# [WHAT THIS TASK INVOLVES]
Reproduce the rows below word for word, from the very start of the rows through the line containing "POLYGON ((28 136, 25", with both ends included.
/---
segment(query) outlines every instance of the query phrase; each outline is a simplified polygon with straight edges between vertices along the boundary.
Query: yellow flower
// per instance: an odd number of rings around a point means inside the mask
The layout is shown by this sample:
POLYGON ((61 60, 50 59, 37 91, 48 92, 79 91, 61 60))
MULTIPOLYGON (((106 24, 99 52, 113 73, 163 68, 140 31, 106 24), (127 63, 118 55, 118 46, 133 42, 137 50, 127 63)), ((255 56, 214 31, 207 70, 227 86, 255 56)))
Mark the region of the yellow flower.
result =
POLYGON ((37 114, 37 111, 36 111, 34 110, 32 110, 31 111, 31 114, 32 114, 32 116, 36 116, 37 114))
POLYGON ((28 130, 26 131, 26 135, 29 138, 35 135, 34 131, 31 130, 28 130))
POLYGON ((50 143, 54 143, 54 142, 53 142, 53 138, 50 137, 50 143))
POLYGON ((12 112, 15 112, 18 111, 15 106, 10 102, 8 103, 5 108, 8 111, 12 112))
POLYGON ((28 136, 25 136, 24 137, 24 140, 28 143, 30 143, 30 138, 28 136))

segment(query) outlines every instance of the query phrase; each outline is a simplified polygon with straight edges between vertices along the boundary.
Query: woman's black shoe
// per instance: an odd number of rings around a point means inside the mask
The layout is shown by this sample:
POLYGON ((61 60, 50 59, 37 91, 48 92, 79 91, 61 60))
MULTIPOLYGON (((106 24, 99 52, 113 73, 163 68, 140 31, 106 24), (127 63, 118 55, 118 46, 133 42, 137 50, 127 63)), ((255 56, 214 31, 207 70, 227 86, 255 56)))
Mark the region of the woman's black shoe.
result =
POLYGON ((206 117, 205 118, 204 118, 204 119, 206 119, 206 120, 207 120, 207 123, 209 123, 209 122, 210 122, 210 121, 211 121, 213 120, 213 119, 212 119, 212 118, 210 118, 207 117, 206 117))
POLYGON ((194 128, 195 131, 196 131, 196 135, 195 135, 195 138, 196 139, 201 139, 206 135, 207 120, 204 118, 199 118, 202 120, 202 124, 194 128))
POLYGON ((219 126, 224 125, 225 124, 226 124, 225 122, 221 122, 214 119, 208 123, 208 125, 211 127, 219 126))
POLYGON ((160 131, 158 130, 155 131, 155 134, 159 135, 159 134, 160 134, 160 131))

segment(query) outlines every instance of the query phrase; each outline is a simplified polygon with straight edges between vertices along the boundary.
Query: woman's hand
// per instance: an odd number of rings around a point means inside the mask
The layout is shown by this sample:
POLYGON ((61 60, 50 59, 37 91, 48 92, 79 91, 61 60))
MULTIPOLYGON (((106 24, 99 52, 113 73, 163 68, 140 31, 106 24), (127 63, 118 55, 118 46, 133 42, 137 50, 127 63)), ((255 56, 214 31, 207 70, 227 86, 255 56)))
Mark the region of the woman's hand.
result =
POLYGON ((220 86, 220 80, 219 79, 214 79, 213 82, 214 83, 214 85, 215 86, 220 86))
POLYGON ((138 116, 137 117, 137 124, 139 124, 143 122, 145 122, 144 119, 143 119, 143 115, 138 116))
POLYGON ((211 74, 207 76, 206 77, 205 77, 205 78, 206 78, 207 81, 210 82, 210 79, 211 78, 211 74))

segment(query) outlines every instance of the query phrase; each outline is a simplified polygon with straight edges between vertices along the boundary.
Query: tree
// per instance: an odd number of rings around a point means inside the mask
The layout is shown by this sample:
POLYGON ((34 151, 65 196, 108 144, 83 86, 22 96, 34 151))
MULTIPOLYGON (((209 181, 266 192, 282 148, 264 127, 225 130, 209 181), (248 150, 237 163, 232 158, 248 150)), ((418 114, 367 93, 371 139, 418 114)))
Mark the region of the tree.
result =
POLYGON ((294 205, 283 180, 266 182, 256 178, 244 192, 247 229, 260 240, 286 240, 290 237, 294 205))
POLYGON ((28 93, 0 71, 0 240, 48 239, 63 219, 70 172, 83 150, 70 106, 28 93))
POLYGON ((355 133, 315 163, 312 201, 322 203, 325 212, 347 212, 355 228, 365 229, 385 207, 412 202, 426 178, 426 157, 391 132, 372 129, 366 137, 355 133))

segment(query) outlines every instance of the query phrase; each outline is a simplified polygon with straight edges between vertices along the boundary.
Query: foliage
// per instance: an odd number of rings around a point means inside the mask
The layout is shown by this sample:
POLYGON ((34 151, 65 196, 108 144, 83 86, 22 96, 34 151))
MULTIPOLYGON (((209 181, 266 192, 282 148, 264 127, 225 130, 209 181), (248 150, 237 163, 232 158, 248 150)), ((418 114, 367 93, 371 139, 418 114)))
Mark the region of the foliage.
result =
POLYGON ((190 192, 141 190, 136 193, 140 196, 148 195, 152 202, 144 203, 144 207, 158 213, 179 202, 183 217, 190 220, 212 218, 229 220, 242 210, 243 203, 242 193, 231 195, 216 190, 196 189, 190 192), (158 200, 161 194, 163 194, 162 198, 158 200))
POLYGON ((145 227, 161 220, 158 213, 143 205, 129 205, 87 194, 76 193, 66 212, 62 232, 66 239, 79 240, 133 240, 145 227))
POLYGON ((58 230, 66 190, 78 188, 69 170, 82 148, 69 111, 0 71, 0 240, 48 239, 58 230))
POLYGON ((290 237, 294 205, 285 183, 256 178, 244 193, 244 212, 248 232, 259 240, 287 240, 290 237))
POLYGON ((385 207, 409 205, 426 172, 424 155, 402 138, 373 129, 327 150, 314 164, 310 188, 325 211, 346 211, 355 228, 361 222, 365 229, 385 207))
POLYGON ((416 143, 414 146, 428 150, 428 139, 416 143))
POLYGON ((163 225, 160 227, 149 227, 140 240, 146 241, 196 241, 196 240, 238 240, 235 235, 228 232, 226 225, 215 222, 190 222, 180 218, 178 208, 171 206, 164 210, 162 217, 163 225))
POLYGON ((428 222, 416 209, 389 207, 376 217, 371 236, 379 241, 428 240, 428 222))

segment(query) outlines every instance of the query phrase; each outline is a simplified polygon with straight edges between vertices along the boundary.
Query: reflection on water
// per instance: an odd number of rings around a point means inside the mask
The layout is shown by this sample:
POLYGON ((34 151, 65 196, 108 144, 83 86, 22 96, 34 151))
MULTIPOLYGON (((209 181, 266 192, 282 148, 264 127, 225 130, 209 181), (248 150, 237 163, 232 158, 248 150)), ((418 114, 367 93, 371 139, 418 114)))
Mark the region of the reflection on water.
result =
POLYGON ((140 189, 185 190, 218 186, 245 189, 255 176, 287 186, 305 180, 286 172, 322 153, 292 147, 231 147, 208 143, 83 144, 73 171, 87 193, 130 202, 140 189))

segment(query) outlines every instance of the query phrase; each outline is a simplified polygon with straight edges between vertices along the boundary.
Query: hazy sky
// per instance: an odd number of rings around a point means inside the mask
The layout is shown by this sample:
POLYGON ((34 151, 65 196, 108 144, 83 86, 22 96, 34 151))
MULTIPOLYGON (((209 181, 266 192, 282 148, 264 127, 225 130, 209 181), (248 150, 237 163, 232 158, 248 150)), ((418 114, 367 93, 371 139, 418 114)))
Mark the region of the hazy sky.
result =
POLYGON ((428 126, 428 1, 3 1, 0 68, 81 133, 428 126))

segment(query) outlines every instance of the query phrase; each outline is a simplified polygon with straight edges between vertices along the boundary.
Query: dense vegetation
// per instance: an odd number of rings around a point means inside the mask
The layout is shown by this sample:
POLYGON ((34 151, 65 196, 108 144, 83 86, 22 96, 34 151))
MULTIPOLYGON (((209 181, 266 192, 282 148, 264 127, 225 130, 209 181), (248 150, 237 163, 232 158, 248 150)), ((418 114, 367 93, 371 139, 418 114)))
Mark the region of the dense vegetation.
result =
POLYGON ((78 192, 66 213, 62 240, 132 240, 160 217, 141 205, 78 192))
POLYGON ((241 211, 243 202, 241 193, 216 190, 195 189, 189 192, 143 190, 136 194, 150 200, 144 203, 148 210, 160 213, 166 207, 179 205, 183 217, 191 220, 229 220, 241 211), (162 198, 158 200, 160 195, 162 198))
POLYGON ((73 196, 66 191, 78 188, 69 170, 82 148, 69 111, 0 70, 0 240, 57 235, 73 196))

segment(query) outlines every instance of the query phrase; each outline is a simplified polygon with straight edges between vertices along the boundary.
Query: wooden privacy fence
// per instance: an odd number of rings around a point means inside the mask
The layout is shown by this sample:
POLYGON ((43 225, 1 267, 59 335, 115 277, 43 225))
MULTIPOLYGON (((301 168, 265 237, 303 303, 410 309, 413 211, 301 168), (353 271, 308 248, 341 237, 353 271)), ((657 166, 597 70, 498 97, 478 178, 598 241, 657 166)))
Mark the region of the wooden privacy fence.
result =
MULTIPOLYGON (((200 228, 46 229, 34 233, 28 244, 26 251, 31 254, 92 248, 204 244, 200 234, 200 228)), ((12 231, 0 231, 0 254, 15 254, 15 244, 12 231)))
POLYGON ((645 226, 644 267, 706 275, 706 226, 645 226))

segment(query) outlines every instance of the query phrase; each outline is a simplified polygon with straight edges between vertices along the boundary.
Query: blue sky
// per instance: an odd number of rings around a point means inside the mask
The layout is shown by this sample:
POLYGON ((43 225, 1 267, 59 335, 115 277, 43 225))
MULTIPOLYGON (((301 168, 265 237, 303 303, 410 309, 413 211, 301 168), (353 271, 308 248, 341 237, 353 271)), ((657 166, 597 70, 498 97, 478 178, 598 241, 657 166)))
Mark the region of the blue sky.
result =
\---
# [ANSWER IN FULL]
segment(query) outlines every instance of the query phrase; each outline is a simplified polygon with straight edges between vertices along the boundary.
Query: yellow flower
// per instance: an odd number of rings around a point means inside the mask
The layout is shown by this sample:
POLYGON ((61 60, 50 59, 37 91, 48 92, 79 91, 61 60))
MULTIPOLYGON (((106 24, 99 52, 113 73, 163 68, 140 31, 106 24), (127 63, 118 55, 118 46, 133 42, 137 50, 127 63)), ((255 56, 214 31, 207 70, 227 86, 255 56)))
Mark the region of the yellow flower.
result =
POLYGON ((37 114, 37 111, 36 111, 34 110, 32 110, 31 111, 31 114, 32 114, 32 116, 36 116, 37 114))
POLYGON ((28 130, 26 131, 26 135, 29 138, 35 135, 34 131, 31 130, 28 130))
POLYGON ((50 143, 54 143, 54 142, 53 142, 53 138, 50 137, 50 143))
POLYGON ((12 112, 15 112, 18 111, 15 106, 10 102, 8 103, 5 108, 8 111, 12 112))
POLYGON ((28 136, 25 136, 24 137, 24 140, 28 143, 30 143, 30 138, 28 136))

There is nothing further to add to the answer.